SOURCE EXCERPT:
= = = = = = =

The Architecture of Domestic Repression in the United States

Millions of Americans have awakened to the shocking realization that they are living in a veritable police state as they witness unarmed peaceful protesters for racial justice being confronted by a militarized police force replete with armored personnel carriers, assault rifles, submachine guns, flashbang grenades, pepper spray, rubber bullets, visor helmets, bulletproof vests and helicopters.  More often than not, the force is deployed as a menacing phalanx armed to the teeth by the Pentagon for the purpose of suppressing protests.  In recent years, the force has been used in American ghettos to quell a restive Black underclass.  Today, it can be seen in the main thoroughfares, business districts and civic centers of prominent cities including the nation’s capital where police and national guard units removed protesters from the gates of the White House on June 1 so that President Trump could pose for a photo opportunity in front of St. John’s Episcopal Church.  Not since U.S. troops under the command of General Douglas MacArthur cleared the bonus army of protesting World War I veterans from encampments during the 1930s or armed troops faced anti-Vietnam war protesters at the Pentagon during the 1960s has such a militarized show of force been displayed in Washington.

As protesters demanding racial justice and an end to police brutality have taken to the streets in unprecedented numbers in response to police executions of George Floyd, Breonna Taylor, Elijah McClain and countless other black lives lost, instances of violent police tactics escalated.  Thousands of peaceful protesters have been arrested, detained and brutalized as demonstrators confront agents of the police state.  Calls emerged to “defund” or “abolish” the police.  Those demands will be ignored by state power. Systemic change will only come about when the very state that deploys police forces is itself abolished and replaced by a socialist democracy.

= = = = = = =

DATA RECORDS:
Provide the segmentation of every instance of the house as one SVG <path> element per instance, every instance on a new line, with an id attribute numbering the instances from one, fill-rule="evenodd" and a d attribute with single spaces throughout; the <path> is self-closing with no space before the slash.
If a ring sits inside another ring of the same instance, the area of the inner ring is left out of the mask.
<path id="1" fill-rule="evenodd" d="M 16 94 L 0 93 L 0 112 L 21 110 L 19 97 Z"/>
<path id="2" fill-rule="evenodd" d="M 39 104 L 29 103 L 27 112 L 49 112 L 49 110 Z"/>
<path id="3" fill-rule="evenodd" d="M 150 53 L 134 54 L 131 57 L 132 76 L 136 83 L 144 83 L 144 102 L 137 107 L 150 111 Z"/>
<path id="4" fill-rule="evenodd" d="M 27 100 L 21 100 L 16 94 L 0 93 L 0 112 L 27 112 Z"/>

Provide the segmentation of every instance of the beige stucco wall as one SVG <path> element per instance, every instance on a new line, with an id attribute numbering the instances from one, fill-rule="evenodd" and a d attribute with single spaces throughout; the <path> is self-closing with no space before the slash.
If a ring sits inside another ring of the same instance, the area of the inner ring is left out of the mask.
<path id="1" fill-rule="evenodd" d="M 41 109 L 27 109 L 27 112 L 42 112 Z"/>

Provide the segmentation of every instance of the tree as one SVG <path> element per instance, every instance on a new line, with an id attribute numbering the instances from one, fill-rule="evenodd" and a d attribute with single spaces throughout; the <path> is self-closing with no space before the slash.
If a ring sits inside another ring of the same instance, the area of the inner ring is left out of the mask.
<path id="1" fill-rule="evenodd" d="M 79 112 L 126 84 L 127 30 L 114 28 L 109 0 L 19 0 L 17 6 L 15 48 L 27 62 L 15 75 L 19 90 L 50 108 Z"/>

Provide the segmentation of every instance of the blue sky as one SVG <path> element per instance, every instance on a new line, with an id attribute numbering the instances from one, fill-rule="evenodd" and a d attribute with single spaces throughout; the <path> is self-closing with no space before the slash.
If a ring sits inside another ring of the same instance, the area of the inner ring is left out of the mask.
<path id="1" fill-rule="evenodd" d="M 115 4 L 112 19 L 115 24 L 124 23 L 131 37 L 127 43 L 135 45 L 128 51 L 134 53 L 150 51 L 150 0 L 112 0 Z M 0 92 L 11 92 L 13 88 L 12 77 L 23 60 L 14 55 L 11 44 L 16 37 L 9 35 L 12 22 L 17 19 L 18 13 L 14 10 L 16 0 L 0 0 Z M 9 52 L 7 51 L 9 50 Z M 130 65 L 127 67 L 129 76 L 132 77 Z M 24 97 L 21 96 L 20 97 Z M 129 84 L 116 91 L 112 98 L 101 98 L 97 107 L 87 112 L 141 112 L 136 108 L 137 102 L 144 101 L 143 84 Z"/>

= = = = = = =

WHAT TO DO:
From the essay on domestic repression, extract the stretch from "As protesters demanding" through "a socialist democracy.", copying it word for word. These records have no connection to the essay on domestic repression.

SOLUTION TO THIS EXERCISE:
As protesters demanding racial justice and an end to police brutality have taken to the streets in unprecedented numbers in response to police executions of George Floyd, Breonna Taylor, Elijah McClain and countless other black lives lost, instances of violent police tactics escalated.  Thousands of peaceful protesters have been arrested, detained and brutalized as demonstrators confront agents of the police state.  Calls emerged to “defund” or “abolish” the police.  Those demands will be ignored by state power. Systemic change will only come about when the very state that deploys police forces is itself abolished and replaced by a socialist democracy.